Problem statement: When you retype the records that follow, keep each word as it is and drop any pictures.

*** Opening Provided information ***

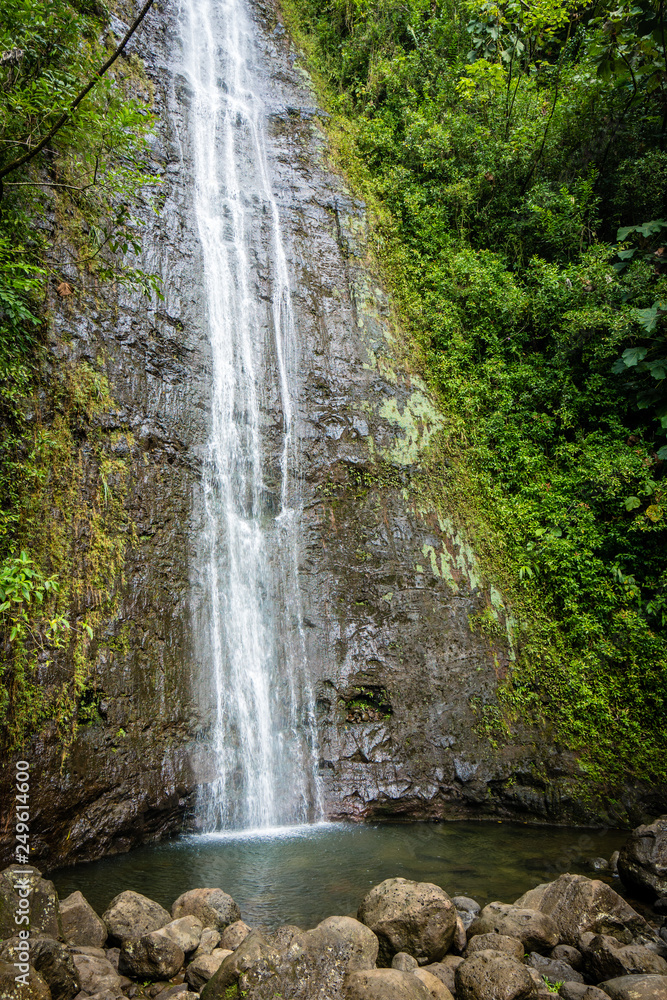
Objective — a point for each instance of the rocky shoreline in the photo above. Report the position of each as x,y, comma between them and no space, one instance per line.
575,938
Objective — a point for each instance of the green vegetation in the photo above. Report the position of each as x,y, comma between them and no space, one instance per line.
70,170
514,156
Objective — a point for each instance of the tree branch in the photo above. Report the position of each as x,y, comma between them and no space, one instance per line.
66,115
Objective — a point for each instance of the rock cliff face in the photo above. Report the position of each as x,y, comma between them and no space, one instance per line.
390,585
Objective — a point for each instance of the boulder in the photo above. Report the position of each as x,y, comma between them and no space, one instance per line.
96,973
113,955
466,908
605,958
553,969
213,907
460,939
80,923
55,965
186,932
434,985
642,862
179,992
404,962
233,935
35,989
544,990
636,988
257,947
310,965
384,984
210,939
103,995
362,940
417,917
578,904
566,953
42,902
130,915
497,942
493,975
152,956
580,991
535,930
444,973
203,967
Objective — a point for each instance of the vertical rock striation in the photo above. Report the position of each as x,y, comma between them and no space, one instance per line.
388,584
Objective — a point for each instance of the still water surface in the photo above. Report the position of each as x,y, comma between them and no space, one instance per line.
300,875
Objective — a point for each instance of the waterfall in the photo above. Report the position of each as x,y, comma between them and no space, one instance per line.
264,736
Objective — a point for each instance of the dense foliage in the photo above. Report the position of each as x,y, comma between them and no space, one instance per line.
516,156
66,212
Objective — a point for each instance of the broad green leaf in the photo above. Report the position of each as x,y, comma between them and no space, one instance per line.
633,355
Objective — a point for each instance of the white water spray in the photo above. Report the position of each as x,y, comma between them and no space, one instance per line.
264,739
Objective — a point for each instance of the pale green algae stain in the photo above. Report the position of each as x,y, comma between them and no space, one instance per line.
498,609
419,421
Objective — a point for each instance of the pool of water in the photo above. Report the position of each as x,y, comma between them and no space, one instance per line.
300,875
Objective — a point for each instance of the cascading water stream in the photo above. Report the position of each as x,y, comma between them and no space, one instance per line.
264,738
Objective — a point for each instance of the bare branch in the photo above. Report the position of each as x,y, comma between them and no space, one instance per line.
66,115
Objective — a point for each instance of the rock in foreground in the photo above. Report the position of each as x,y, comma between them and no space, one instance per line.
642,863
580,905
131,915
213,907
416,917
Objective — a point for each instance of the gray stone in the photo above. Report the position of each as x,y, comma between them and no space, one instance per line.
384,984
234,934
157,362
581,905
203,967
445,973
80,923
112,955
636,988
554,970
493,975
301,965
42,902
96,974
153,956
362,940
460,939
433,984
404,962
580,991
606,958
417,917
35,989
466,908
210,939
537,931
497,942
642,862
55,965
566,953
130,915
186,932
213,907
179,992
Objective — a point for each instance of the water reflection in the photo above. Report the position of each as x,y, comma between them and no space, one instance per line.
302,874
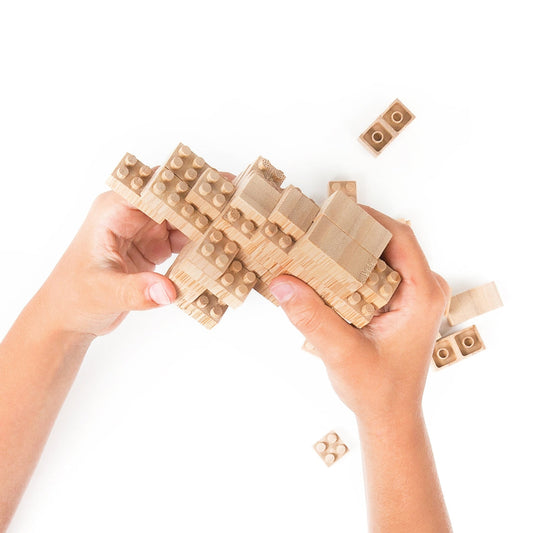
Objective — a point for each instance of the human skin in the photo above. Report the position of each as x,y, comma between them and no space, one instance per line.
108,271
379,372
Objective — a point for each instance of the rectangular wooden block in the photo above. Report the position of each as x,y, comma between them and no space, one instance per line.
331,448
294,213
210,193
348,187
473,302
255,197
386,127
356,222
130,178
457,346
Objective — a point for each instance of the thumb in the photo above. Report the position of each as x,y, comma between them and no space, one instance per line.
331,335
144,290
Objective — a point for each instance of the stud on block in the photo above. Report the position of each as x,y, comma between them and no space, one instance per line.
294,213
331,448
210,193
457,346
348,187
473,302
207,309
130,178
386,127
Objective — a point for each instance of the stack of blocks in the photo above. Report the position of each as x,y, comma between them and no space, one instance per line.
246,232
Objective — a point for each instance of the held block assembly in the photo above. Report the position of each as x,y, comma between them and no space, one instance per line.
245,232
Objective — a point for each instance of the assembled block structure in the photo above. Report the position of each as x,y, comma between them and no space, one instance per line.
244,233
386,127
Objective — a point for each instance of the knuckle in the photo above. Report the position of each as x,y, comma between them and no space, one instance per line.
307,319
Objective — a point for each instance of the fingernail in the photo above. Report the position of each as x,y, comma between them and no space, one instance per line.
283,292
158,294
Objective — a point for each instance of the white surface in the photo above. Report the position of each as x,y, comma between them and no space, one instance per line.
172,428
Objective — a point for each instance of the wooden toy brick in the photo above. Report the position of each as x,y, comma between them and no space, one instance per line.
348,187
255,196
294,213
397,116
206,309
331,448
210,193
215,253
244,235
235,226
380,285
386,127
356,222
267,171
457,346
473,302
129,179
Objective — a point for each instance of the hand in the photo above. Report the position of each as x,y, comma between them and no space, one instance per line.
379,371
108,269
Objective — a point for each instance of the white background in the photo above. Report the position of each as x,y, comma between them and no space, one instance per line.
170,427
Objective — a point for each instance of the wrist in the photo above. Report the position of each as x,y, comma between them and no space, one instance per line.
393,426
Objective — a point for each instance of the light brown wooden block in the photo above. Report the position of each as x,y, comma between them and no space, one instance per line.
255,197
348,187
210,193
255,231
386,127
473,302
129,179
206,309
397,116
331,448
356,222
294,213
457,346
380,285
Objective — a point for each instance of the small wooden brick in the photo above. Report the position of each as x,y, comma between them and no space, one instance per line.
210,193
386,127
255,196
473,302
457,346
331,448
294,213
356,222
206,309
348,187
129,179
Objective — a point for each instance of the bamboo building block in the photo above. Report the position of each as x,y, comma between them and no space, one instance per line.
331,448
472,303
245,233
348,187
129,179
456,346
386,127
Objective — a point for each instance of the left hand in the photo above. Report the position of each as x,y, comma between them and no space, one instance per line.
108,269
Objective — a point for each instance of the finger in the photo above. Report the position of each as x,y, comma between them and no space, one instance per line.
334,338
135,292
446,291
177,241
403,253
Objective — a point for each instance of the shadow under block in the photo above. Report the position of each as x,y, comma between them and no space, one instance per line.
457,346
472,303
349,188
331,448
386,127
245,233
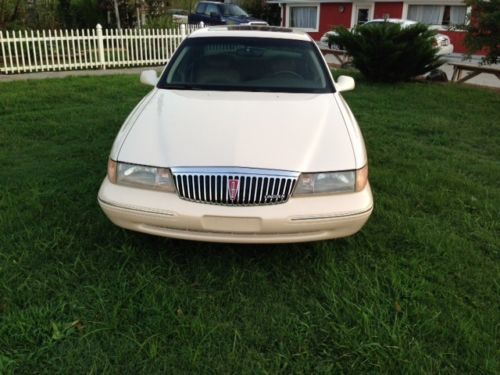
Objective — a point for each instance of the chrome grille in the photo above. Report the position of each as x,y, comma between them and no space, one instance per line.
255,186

*** Closing Provided information ***

The answer:
Objective — a point for each instance of the rocky shoreline in the photo above. Report the position of each as x,y, comma between them and no space, one instance per line.
575,938
Objective — a point for each instance of the green vegetation in the photo above. Report the position of each as x,y, comma between them and no space, one instance per line.
70,170
514,156
Objective — a point for each instance of the tree branch in the photo above. Report the position of each as x,y, comma between them and no space, one instance per line.
66,115
Objective — a point for each instance of the rock cliff face in the photo above. Report the position of each as x,y, comma between them and no space, one instance per line.
390,585
Objective — a point for each instance of the boulder in the photo above. Report the position of each as x,y, comma between them and no space, one instance per line.
96,973
113,955
466,908
605,958
553,969
213,907
460,939
80,923
55,965
186,932
434,985
642,862
179,992
404,962
233,935
35,989
544,990
636,988
257,947
310,965
384,984
210,939
103,995
362,940
417,917
578,904
566,953
42,902
130,915
497,942
493,975
152,956
580,991
535,930
444,973
203,967
Objective — a point for each instance of the vertical rock striation in the photo above. Report the position of each as x,y, comma between them and no space, one instance per line.
388,584
Objective — a point for each instance of the still water surface in the photo above. Report the position of each as x,y, comma between them and no space, one instance per line.
300,875
Objective — a point for each instance of the waterfall in the photo above. Report the position of each as x,y, comma between them and no space, one instance per line.
264,736
Objective — a point for each instance of the dense foliage in the photo above. Report the position of each as x,y, comma between them and no space, one instance per line.
516,156
66,212
Objective — a point for each instance of the broad green leaf in the photo above. Report the position of each as x,y, comma between them and no space, one instance per line.
633,355
Objective — a point for each instance of the white water spray in the photo above. Report the position of each as x,y, comma between them and no space, one instance per line.
264,739
Objective — a point for each instance of the pale green algae stain in the photo above. Report the position of each as x,y, comma between them and no space, one instance per line.
498,609
419,421
Objective — a point for each instance of the pool of water in the photo above. Report the position of each as x,y, comma between them and no space, one instance per line.
300,875
Objective — a point for each instance of the cascading water stream in the photo above. Report the position of each as x,y, comma between them and no space, one instance per line.
264,738
Objective — a point for each instance of the bare branch in the photo above. Report the position of each as x,y, comma between them and no space, one instance per line.
66,115
Objective — a point for each instance of the rock in foreground in the photo above. Report the position of each as x,y, comma between them and no space, one instance per line.
642,863
580,905
131,915
213,907
416,917
Objective — a point for each instance of the gray stone in the photo above. Report the position of each as x,y, comma between them and no space, one instance per line.
384,984
234,934
157,362
581,905
203,967
445,973
80,923
112,955
636,988
554,970
493,975
301,965
42,902
96,974
153,956
362,940
460,939
433,984
404,962
580,991
606,958
417,917
35,989
466,908
210,939
537,931
497,942
642,862
55,965
566,953
130,915
186,932
213,907
179,992
Objective — a point for each instance of the water reflection in the photo above. Report the position of each as x,y, comma between them and no space, one instance per line.
302,874
Objective — a point for each instance of the human skin in the photo above. Report the position of each as x,y, comma between them and no space, one instance per line.
108,271
379,372
Objective — a point for each instance of the rectangular wooden block in the photo above. Report the position of each as x,y, comma between them and no space, one instance per line.
331,448
294,213
210,193
348,187
473,302
255,197
386,127
356,222
130,178
457,346
Objective — a point for each instance of the thumb in the photo above. Report the position of each as x,y, comma between them and no space, one instance per line.
331,335
144,290
Objective — a point for each instance of the stud on block in the photo above. Report the position of each as x,y, comma between them and no space, one instance per line.
294,213
331,448
210,193
457,346
348,187
473,302
207,309
130,178
386,127
Objective — a point for each instance of the stack of blocks in the photo above. Report the position of each as x,y, comma between them and no space, one instance per line.
246,232
Objective — a point for each instance of the held block assembly in the photo above. Report the position of each as x,y, comma between them and no space, one instance per line.
245,232
Objective — a point for each instance of the assembled block structure in the photo above. Report the position of each as x,y, comma between them and no space, one instance per line.
244,233
386,127
Objective — a point for each instance of the knuckle in the photo above. Report the position of each as x,y, comma between them and no space, one instance per line.
307,319
Objective — a point for each instance of the fingernail in the photo above. Report the position of each as x,y, comma between them and no space, one instance per line.
283,292
158,294
Objective — a point for each instance of the white surface in the photo above. Report the position of each as x,y, comma between them and no space, one instance per line.
172,428
Objective — a point for each instance of the wooden toy brick in the photo above. Report the position of each as x,y, comma between them and no space, one instance per line.
348,187
255,196
294,213
397,116
206,309
331,448
210,193
215,253
244,235
235,226
380,285
386,127
356,222
267,171
457,346
473,302
129,179
Objective — a point for each instance of the hand in the photo above. Report the position of each as x,y, comma between them and no space, one instance per line.
379,371
108,269
Objective — a point for each instance of the white background in the photo above. Report the position of each as x,y, comma between them and no space, one instance per line.
170,427
Objective — a point for each instance of the wrist in the photo above. Report the position of each as x,y, comma between them and no space, one instance per line.
393,426
Objective — a point for each instance of the light brown wooden block in the photo above. Report the position of each as x,y, comma between them and no space, one instance per line.
255,197
348,187
210,193
255,231
386,127
473,302
129,179
206,309
397,116
331,448
356,222
294,213
457,346
380,285
Objective — a point for each instance of the small wooden brick in the photo above. Report the position of each as x,y, comma between them and no space, one instance per line.
210,193
386,127
255,196
473,302
457,346
331,448
294,213
356,222
206,309
348,187
129,179
Objective — a point for each instance of the bamboo building block in the photo above. Report the position of each as x,y, comma between them and no space, one instance per line.
331,448
472,303
245,233
348,187
129,179
456,346
386,127
Objective — a point for each instance of the left hand in the photo above. Report the position of each as x,y, comma between them and no space, one instance per line.
108,269
Objective — a point for each instance of the finger in the photo above. Report the position of each as x,y, comma between them and no space, one instance per line.
334,338
135,292
446,291
177,241
403,253
Objective — a point for each instance of the shadow under block in the photo above. Report the position of each as x,y, comma between them and no space, one instance per line.
457,346
472,303
349,188
331,448
386,127
245,233
Objective — a point for each instance of the chrome grille in the photo above. Report the position of each as x,y, comma between them and no space, one instance per line.
255,186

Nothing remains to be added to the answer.